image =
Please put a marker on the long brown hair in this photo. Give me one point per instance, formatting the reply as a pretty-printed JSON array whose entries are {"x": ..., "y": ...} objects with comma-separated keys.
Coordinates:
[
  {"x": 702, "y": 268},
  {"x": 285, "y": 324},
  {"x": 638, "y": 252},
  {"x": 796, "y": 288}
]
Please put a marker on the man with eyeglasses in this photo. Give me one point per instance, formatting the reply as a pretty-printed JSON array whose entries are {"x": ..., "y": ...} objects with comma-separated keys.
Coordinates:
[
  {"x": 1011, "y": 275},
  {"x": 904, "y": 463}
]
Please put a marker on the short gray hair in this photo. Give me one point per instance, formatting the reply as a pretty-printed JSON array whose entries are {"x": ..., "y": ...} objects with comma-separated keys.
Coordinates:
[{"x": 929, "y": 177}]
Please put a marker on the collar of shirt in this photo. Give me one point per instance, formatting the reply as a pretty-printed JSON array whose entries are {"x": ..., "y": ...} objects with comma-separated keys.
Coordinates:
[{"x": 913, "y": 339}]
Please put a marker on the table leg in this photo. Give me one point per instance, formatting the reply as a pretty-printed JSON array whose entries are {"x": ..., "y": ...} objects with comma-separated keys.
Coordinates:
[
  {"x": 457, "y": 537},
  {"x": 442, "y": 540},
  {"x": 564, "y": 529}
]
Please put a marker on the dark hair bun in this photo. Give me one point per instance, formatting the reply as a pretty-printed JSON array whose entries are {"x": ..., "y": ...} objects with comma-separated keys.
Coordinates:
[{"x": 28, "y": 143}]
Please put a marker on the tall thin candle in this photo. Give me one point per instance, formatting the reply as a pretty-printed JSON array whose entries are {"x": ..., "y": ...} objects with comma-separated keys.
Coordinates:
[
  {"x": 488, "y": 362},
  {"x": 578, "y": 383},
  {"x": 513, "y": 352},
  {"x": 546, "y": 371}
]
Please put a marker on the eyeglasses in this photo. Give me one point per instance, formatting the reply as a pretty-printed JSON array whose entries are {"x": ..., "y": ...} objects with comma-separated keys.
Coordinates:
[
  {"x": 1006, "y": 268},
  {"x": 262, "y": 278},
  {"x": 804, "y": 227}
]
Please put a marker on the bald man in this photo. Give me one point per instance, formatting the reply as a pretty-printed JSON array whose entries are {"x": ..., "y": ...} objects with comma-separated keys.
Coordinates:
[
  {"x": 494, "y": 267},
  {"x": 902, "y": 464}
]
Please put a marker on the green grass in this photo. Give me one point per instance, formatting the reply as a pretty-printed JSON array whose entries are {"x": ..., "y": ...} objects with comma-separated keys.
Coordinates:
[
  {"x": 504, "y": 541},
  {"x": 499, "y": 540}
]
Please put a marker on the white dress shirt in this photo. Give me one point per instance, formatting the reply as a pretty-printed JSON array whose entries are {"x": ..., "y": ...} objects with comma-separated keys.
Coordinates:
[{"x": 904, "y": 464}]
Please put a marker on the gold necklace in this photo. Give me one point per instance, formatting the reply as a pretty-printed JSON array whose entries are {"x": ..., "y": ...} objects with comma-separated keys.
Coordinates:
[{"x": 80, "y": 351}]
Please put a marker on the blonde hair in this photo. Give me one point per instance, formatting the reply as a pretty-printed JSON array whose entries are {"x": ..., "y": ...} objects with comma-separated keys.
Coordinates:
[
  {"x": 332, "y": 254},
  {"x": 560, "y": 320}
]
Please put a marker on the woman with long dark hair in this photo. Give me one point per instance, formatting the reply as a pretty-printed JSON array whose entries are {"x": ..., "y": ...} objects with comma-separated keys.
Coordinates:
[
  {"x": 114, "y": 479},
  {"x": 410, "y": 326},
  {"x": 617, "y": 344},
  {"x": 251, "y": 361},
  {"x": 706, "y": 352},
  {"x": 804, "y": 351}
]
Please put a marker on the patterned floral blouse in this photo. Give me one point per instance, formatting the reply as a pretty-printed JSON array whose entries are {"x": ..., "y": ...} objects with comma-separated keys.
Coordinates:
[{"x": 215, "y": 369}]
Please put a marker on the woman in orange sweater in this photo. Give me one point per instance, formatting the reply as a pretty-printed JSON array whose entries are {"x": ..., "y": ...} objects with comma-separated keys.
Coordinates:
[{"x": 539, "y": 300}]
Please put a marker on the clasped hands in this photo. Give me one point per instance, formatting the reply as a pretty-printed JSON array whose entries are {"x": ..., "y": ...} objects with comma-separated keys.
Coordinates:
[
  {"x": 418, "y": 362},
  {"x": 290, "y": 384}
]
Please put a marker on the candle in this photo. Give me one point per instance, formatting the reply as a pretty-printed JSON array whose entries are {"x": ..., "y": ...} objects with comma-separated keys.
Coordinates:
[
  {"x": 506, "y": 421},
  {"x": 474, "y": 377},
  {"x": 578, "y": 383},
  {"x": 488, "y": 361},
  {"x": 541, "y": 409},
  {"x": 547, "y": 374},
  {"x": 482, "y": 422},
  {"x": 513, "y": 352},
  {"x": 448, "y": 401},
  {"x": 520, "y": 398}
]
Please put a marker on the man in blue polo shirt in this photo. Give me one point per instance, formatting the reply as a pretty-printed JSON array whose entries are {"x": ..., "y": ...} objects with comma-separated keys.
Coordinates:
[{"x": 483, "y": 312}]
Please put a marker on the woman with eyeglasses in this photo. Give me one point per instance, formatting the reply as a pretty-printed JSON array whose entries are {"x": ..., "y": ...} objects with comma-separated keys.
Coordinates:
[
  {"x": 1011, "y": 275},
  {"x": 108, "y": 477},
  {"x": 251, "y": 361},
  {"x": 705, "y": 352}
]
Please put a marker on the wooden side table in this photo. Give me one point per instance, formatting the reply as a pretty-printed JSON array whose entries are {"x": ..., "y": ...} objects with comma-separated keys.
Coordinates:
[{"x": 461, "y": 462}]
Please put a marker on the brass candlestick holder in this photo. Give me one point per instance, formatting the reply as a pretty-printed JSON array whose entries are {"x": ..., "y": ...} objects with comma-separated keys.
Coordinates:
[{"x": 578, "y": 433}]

* Stated exercise
Reproduce only those lines of the entries above that run from the line with "Please put a marker on the woman with eyeglasses" to the final line.

* Solution to the exercise
Please put a marker on the woman with eyeglasses in this photo. Give me one point per instance, formatting the reply as a pretty-printed JSON array whose entries are {"x": ..., "y": ...} objects with comma-separated keys.
Coordinates:
[
  {"x": 1011, "y": 275},
  {"x": 108, "y": 477},
  {"x": 251, "y": 361},
  {"x": 705, "y": 352}
]
Please put a marker on the wooden side table in this photo. Give me one point per instance, formatting the reply as a pretty-printed JSON array whose entries are {"x": ..., "y": ...} objects with comma-separated keys.
Coordinates:
[{"x": 461, "y": 462}]
Please put a marker on the brass candlestick holder in this photo. Give me one point per instance, formatting the reply as a pretty-printed JSON array whose entries are {"x": ..., "y": ...} objects with comma-separated keys.
Coordinates:
[{"x": 578, "y": 433}]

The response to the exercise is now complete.